- EXERCISE BRIEF
Each line below should be written out again without any change.

Records contained in a dataset:
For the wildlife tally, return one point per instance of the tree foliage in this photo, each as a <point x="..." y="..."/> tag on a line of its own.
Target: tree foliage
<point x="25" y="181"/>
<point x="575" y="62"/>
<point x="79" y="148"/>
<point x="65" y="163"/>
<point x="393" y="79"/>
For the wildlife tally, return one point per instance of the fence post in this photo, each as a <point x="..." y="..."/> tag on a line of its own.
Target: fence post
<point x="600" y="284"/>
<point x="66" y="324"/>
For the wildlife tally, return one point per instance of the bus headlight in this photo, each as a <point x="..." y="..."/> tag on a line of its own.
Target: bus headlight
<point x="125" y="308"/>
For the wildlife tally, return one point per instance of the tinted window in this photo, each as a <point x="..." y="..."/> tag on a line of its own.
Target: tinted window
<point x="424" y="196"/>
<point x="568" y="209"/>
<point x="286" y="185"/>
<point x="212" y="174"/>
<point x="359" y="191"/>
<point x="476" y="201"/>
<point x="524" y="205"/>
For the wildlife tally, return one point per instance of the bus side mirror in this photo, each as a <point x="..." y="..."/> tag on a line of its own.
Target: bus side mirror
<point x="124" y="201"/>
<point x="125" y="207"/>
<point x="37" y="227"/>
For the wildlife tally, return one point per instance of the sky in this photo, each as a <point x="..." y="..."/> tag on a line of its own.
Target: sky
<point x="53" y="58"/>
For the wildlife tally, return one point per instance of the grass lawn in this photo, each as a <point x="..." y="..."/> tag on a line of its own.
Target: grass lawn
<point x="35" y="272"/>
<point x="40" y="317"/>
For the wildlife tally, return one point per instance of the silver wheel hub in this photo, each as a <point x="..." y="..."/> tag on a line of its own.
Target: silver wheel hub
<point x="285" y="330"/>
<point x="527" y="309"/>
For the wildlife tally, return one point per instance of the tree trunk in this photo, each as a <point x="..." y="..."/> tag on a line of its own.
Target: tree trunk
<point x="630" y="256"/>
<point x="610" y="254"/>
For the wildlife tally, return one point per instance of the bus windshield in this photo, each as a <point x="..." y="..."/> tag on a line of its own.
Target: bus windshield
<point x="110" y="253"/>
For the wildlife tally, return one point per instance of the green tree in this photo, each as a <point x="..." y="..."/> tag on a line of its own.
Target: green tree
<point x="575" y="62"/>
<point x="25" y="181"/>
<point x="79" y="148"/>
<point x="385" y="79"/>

- EXERCISE OUTPUT
For the wildlife tally, return one point per instance of the tree foliage in this photo, each as a <point x="..." y="..."/> tag on a line of its own.
Target: tree foliage
<point x="25" y="181"/>
<point x="575" y="62"/>
<point x="79" y="148"/>
<point x="65" y="163"/>
<point x="393" y="79"/>
For the wildlife tally, return one point per instance of the fence post in this photo, each as a <point x="..." y="..."/> tag on a line of its own.
Target: fence post
<point x="600" y="284"/>
<point x="66" y="324"/>
For the wildlife tally, return one point per instance of the bus headlight in this photo, each as a <point x="..." y="..."/> tag on a line of its own.
Target: bus headlight
<point x="125" y="308"/>
For the wildlife tally, return one point per instance of the tinted window in this photo, each as a <point x="..." y="..."/> tag on a line of its own.
Target: tinted window
<point x="424" y="196"/>
<point x="568" y="209"/>
<point x="286" y="185"/>
<point x="212" y="174"/>
<point x="359" y="191"/>
<point x="476" y="201"/>
<point x="524" y="205"/>
For the wildlife tally, return one point per instance of the bus side mirror in this photo, each as a <point x="..." y="..."/> tag on a line of its own.
Target: bus side mirror
<point x="124" y="201"/>
<point x="125" y="207"/>
<point x="37" y="227"/>
For the wildlife tally, return one point per instance of the sky in this photo, each as a <point x="..." y="..."/> tag on a line of its own.
Target: sky
<point x="53" y="58"/>
For the wildlife tally, return one point per instance of the grass lawn in this photo, each as a <point x="..." y="..."/> tag on a line of its own.
Target: grass lawn
<point x="35" y="272"/>
<point x="40" y="317"/>
For the wildlife tally, return one point per instance of the silver wheel hub in this photo, each as a <point x="..." y="..."/> tag on a line of its own.
Target: silver wheel hub
<point x="285" y="330"/>
<point x="527" y="309"/>
For the wildlife tally, return one point per instance of the tree trunk in this photo, each as a <point x="..." y="..."/> tag on a line of its own.
Target: tree trunk
<point x="630" y="256"/>
<point x="610" y="254"/>
For the wildlife tally, return one point per instance of the bus windshield in this photo, each as a <point x="..." y="..."/> tag on a line of its own.
Target: bus windshield
<point x="110" y="253"/>
For the wildlife tally, return one point per instance of the green tree in this photo, each as a <point x="..." y="..."/> tag on a line of its own.
Target: green tree
<point x="575" y="62"/>
<point x="25" y="181"/>
<point x="79" y="148"/>
<point x="385" y="79"/>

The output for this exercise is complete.